Continue the article below on the Olin Sang Ruby Union Institute, the Jewish summer camp in Oconomowoc, Wisconsin, starting immediately after its final sentence.

*Selected passage*.
☆ ☆ ☆ ☆

Olin Sang Ruby Union Institute (OSRUI) is a Jewish overnight summer camp and conference center located in Oconomowoc, Wisconsin. The camp attracts over 1,000 children each summer, mainly from the United States and Canada. It serves children in second through twelfth grades in a variety of programs, including specialized arts and Hebrew language units.

History

Olin Sang Ruby was founded in 1952 and was the first summer camp of the Reform Movement of Judaism. Its founding director was Rabbi Herman Schaalman. The camp has operated continuously on the same property since its founding.

The camp has been a major source of Jewish musical output over the past several decades, hosting the Hava Nashira song leaders workshop. Popular Jewish singers and composers including Debbie Friedman, Craig Taubman, Danny Maseng, and Dan Nichols, among others, have all served on the faculty of Hava Nashira. Friedman also served as a songleader at the camp in the 1970's, which is where she started her musical career. OSRUI was also briefly home to Sofer, the Jewish Writers Workshop, which brought prominent authors to the institute to teach writing.

Staff
The camp's director is Solomon "Solly" Kane. He was preceded by Gerard W. "Jerry" Kaye, who served in the position for 48 years before his retirement.

Notable persons

Staff and Faculty
Debbie Friedman, singer/songwriter. Former camp song leader. Co-founder of Hava Nashira.
Danny Maseng, composer, singer and actor. Founding director of the Tiferet arts program. Former director of Hava Nashira.
Dan Nichols, singer/songwriter. Faculty for Hava Nashira.

☆ ☆ ☆ ☆

*Dataset rows*.

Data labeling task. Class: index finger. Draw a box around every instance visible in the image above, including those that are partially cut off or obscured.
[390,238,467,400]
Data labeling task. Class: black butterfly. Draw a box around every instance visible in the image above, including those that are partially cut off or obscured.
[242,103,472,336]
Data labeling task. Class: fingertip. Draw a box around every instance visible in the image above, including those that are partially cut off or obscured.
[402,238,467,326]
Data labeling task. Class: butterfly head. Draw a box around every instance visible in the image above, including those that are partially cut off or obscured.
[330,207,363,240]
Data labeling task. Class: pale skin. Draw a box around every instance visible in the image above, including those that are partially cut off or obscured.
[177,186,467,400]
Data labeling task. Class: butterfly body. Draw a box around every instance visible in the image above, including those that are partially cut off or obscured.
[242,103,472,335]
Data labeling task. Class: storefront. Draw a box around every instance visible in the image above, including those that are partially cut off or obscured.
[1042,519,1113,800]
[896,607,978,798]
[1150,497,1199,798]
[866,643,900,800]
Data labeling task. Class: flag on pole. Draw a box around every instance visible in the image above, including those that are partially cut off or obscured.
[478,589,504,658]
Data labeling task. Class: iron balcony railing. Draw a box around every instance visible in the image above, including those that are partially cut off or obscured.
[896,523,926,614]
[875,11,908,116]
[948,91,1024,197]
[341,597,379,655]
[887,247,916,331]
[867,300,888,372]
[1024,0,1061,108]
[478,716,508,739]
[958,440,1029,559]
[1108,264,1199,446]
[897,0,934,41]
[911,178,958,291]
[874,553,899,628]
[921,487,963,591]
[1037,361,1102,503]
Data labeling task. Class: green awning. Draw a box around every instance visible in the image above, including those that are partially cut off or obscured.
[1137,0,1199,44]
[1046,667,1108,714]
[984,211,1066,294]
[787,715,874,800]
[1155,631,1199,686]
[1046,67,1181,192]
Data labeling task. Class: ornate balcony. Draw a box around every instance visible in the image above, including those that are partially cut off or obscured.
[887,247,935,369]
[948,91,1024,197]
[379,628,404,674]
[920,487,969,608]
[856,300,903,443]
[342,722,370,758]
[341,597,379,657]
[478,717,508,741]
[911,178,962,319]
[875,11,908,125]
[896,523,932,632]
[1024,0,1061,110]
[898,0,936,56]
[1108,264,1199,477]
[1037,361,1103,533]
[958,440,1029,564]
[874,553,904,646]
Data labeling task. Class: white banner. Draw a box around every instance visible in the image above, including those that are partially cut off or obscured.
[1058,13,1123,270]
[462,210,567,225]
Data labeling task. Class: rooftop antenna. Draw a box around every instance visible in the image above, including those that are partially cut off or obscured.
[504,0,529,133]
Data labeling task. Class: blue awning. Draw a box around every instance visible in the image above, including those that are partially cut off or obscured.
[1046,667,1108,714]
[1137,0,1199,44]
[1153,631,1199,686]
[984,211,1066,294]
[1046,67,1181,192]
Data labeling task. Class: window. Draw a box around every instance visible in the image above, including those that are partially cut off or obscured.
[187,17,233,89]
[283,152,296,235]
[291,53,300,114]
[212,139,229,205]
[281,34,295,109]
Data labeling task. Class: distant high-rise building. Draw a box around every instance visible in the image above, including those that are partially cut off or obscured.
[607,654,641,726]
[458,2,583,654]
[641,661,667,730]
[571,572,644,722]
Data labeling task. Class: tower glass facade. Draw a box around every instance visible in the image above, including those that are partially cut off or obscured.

☆ ☆ ☆ ☆

*The answer*.
Cantor Jeff Klepper, singer/songwriter. Co-founder of Hava Nashira.
Julie Silver, singer/songwriter. Faculty for Hava Nashira.
Rabbi Herman Schaalman, founding director of OSRUI.
Gerald Stern, American poet. Faculty for the Jewish Writers Workshop.
Rodger Kamenetz, American author. Faculty for the Jewish Writers Workshop.
Steve Stern, American author. Faculty for the Jewish Writers Workshop.
Howard Schwartz, Folklorist and author. Faculty for the Jewish Writers Workshop.
Senator Russell Feingold, US Senator for Wisconsin. Served as faculty for the Lerhaus program. Also sent his children to OSRUI.
Osvaldo Romberg, served as a visiting artist at the Tiferet arts program.
Rabbi Arnold Jacob Wolf, important American Jewish leader of the 20th century. Former faculty and Rabbinic Advisor.
Gary P. Zola, Professor of Jewish History at HUC-JIR. Former unit head of Chalutzim Hebrew immersion program.

Campers
Jason Brown, Olympic Bronze medalist in Figure Skating.
Garrett Weber-Gale, Olympic Gold medalist in Swimming.
Rebecca Jarvis, American journalist.
Joe Mande, comedian.
Jeff Erlanger, disability rights activist. Also served as a counselor.
Amy Webb, American futurist and author.
Daniel B. Shapiro, American diplomat and former US Ambassador to Israel.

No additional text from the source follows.